[Dataset excerpt]
__________________________________________________

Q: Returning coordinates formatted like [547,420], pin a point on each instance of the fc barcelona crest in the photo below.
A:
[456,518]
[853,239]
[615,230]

__________________________________________________

Exercise details ▸ Reproduce the records above verbatim, including every line.

Task output ▸
Q: Returning coordinates formatted like [547,420], pin a point on each instance of the fc barcelona crest in the photo below.
A:
[456,518]
[853,239]
[615,230]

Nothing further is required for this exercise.